(Entri yang terdapat dalam dataset)

-------

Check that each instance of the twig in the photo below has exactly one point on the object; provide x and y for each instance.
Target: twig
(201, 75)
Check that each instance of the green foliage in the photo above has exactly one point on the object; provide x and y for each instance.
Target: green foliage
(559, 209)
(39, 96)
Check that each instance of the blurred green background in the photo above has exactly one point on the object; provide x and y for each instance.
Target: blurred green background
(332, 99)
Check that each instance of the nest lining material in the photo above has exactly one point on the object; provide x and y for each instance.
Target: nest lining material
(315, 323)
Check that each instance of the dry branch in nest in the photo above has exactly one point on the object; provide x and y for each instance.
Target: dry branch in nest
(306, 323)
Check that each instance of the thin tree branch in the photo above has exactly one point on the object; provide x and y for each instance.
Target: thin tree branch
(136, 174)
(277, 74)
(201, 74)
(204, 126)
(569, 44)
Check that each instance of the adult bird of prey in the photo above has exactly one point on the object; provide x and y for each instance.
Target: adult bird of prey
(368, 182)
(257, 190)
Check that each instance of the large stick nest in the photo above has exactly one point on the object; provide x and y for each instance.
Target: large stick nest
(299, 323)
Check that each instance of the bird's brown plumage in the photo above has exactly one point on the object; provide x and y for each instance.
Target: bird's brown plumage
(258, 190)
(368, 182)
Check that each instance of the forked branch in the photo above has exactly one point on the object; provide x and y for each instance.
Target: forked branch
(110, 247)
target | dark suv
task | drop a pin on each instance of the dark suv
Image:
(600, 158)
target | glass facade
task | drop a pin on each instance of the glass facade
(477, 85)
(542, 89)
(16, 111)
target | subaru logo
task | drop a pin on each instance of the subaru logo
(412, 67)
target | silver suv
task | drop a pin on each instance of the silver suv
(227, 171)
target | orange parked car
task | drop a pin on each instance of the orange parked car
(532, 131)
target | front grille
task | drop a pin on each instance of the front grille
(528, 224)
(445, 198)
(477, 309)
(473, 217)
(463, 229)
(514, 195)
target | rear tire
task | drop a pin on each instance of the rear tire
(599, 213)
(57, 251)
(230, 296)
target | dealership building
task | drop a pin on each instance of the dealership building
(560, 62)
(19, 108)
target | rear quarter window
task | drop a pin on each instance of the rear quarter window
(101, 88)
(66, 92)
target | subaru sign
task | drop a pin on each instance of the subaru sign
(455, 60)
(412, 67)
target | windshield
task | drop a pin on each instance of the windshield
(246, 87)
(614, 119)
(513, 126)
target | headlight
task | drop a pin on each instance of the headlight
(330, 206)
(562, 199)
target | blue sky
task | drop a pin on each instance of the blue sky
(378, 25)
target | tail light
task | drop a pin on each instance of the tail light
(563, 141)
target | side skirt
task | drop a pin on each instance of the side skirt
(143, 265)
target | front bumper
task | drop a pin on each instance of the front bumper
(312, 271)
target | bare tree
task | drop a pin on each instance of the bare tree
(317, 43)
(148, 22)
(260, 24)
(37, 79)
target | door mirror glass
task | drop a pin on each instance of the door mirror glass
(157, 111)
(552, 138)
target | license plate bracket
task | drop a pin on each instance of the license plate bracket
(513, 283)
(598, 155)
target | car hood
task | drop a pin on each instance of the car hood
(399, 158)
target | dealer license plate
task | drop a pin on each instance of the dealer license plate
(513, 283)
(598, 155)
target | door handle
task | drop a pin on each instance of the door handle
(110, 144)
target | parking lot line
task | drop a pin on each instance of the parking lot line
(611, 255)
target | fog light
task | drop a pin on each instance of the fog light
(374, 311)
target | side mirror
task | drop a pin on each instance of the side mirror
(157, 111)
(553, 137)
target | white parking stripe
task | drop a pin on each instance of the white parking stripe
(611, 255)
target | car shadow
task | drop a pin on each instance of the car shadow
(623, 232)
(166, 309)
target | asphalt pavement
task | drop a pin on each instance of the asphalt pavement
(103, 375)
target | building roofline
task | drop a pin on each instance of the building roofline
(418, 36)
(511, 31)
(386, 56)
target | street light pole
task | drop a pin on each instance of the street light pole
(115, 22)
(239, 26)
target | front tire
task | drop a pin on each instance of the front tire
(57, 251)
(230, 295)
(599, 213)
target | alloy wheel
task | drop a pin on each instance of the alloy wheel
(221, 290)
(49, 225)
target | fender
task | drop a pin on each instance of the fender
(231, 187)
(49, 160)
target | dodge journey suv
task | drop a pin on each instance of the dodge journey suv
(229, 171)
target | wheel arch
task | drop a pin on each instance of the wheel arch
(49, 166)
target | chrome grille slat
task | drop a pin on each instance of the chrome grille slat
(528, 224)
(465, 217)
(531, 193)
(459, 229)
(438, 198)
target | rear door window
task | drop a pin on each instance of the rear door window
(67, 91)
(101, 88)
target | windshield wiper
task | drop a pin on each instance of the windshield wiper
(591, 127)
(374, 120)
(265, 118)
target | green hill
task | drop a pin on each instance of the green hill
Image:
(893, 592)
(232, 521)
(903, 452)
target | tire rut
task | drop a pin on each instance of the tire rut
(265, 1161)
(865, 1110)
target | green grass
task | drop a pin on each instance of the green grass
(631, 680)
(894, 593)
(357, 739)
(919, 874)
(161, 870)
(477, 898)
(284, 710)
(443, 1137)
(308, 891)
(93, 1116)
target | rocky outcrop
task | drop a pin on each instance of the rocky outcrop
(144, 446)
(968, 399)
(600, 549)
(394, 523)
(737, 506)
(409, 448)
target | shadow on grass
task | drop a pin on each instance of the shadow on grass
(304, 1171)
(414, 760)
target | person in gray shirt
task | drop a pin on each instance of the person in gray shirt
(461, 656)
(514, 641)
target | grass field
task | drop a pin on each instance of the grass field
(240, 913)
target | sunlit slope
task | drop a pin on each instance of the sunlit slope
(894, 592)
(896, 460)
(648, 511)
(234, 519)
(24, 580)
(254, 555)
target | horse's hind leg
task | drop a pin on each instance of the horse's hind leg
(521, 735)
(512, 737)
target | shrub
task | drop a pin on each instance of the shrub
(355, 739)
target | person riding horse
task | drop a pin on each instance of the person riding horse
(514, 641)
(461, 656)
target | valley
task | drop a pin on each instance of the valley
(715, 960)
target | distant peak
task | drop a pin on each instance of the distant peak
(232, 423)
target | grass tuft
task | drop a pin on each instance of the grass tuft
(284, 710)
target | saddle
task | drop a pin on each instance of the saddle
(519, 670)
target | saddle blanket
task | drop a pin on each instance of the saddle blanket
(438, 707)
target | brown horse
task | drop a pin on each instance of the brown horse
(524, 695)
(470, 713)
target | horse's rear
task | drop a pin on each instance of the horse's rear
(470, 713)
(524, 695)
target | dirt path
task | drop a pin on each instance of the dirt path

-------

» **PETUNJUK TUGAS**
Tolong tuliskan kembali seluruh entri di atas tanpa mengubah satu karakter pun.

» **JAWABAN LATIHAN**
Check that each instance of the twig in the photo below has exactly one point on the object; provide x and y for each instance.
Target: twig
(201, 75)
Check that each instance of the green foliage in the photo above has exactly one point on the object; provide x and y for each instance.
Target: green foliage
(559, 209)
(39, 96)
Check that each instance of the blurred green background in the photo above has exactly one point on the object; provide x and y for each instance.
Target: blurred green background
(332, 99)
Check that each instance of the nest lining material in the photo above has exactly one point on the object; provide x and y for each instance.
Target: nest lining material
(315, 323)
Check that each instance of the dry branch in nest in the photo above has exactly one point on the object; provide x and y for each instance.
Target: dry branch in nest
(306, 323)
Check that each instance of the thin tree branch in the photo above has exactly one point on the object; provide x and y for each instance.
Target: thin tree branch
(136, 174)
(277, 74)
(201, 74)
(204, 126)
(569, 44)
Check that each instance of the adult bird of prey in the photo above has exactly one point on the object; provide x and y for each instance.
Target: adult bird of prey
(368, 182)
(257, 190)
Check that each instance of the large stick nest in the photo above has exactly one point on the object; provide x and y for each instance.
Target: large stick nest
(299, 323)
Check that each instance of the bird's brown plumage in the photo above has exactly one point on the object; provide x and y for each instance.
Target: bird's brown plumage
(258, 190)
(368, 182)
Check that each instance of the forked branch in the photo above has exactly one point on the object; provide x and y for each instance.
Target: forked branch
(110, 247)
target | dark suv
task | drop a pin on each instance of the dark suv
Image:
(600, 158)
target | glass facade
task | drop a pin on each instance of the glass facade
(477, 85)
(542, 89)
(16, 111)
target | subaru logo
task | drop a pin on each instance of the subaru logo
(412, 67)
target | silver suv
task | drop a pin on each instance of the silver suv
(227, 171)
target | orange parked car
task | drop a pin on each instance of the orange parked car
(532, 131)
target | front grille
task | drop a pin on each instance of the front grille
(528, 224)
(445, 198)
(477, 309)
(473, 217)
(463, 229)
(514, 195)
target | rear tire
task | drop a pin on each instance of the rear tire
(599, 213)
(57, 251)
(230, 296)
target | dealership building
task | drop a pin on each instance of the dealership building
(560, 62)
(19, 108)
target | rear quarter window
task | drop a pin on each instance of the rear quarter window
(101, 88)
(66, 92)
target | subaru sign
task | drop a pin on each instance of the subaru sign
(455, 60)
(412, 67)
target | windshield
task | drop a pin on each instance of the windshield
(246, 87)
(614, 119)
(513, 126)
target | headlight
task | drop a pin on each instance of the headlight
(330, 206)
(562, 199)
target | blue sky
task | drop a pin on each instance of the blue sky
(378, 25)
target | tail light
task | drop a pin on each instance of the tail light
(563, 141)
target | side skirt
task | drop a pin on each instance of the side skirt
(143, 265)
target | front bumper
task | drop a pin on each instance of the front bumper
(312, 271)
target | bare tree
task | drop a pin on each instance of the bare tree
(317, 43)
(148, 22)
(260, 24)
(37, 79)
target | door mirror glass
task | drop a pin on each instance of the door mirror glass
(157, 111)
(552, 138)
target | license plate bracket
task | drop a pin on each instance of the license plate bracket
(513, 283)
(598, 155)
target | car hood
task | drop a pin on each instance of the car hood
(399, 158)
target | dealer license plate
task | drop a pin on each instance of the dealer license plate
(513, 283)
(598, 155)
target | door handle
task | drop a pin on each instance of the door handle
(110, 144)
target | parking lot line
task | drop a pin on each instance of the parking lot line
(611, 255)
target | fog light
task | drop a pin on each instance of the fog light
(374, 311)
target | side mirror
task | drop a pin on each instance of the side mirror
(157, 111)
(553, 137)
target | white parking stripe
task | drop a pin on each instance of the white parking stripe
(611, 255)
target | car shadow
task | drop a pin on each instance of the car shadow
(623, 232)
(166, 309)
target | asphalt pavement
task | drop a pin on each instance of the asphalt pavement
(103, 375)
target | building roofline
task | drop a pin on each instance of the building roofline
(418, 36)
(511, 31)
(386, 56)
target | street light pole
task | drop a pin on each instance of the street light pole
(115, 22)
(239, 26)
target | front tire
task | drop a pin on each instance of the front tire
(57, 251)
(230, 295)
(599, 213)
target | alloy wheel
task | drop a pin on each instance of the alloy wheel
(221, 290)
(49, 225)
target | fender
task | drop a pin on each instance of the fender
(231, 187)
(49, 160)
target | dodge journey suv
task | drop a pin on each instance of the dodge journey suv
(229, 171)
target | wheel arch
task | drop a pin on each instance of the wheel arch
(49, 166)
target | chrome grille slat
task | drop a pin on each instance of the chrome grille slat
(528, 224)
(465, 217)
(531, 193)
(459, 229)
(438, 198)
target | rear door window
task | drop a pin on each instance of the rear door window
(67, 91)
(101, 88)
target | windshield wiper
task | drop a pin on each instance of the windshield wiper
(591, 127)
(374, 120)
(265, 118)
target | green hill
task | drop a pin on each instance of the green hill
Image:
(893, 592)
(232, 521)
(903, 452)
target | tire rut
task | drop a pin on each instance of the tire rut
(265, 1161)
(865, 1110)
target | green grass
task | drop a pin on each instance of the green grass
(631, 680)
(894, 593)
(357, 739)
(919, 874)
(161, 870)
(477, 898)
(284, 710)
(443, 1137)
(308, 891)
(93, 1116)
target | rocky outcrop
task | drop a pin on each instance of the rocky outcrop
(144, 446)
(968, 399)
(600, 549)
(394, 523)
(737, 506)
(409, 448)
target | shadow on grass
task | drop a pin on each instance of the shadow on grass
(304, 1171)
(414, 760)
target | person in gray shirt
task | drop a pin on each instance of the person in gray shirt
(461, 656)
(514, 641)
target | grass field
task | drop a pin on each instance of the grass field
(240, 913)
target | sunlit slope
task | drop a pin on each instance of the sunlit slope
(894, 592)
(896, 460)
(648, 511)
(234, 519)
(24, 580)
(254, 555)
target | horse's hind leg
task | drop a pin on each instance of the horse's hind leg
(521, 735)
(512, 737)
target | shrub
task | drop a pin on each instance of the shrub
(355, 739)
target | person riding horse
task | drop a pin on each instance of the person riding horse
(514, 641)
(461, 656)
target | valley
task | drop a pin on each instance of the valley
(715, 960)
target | distant peak
task | drop a pin on each instance of the distant peak
(232, 423)
target | grass tuft
task | drop a pin on each instance of the grass tuft
(284, 710)
target | saddle
task | drop a pin on each instance of the saddle
(519, 670)
target | saddle blanket
task | drop a pin on each instance of the saddle blanket
(438, 707)
target | brown horse
task | drop a pin on each instance of the brown horse
(524, 695)
(470, 713)
target | horse's rear
task | drop a pin on each instance of the horse's rear
(470, 713)
(524, 695)
target | dirt path
task | drop a pin on each instance of the dirt path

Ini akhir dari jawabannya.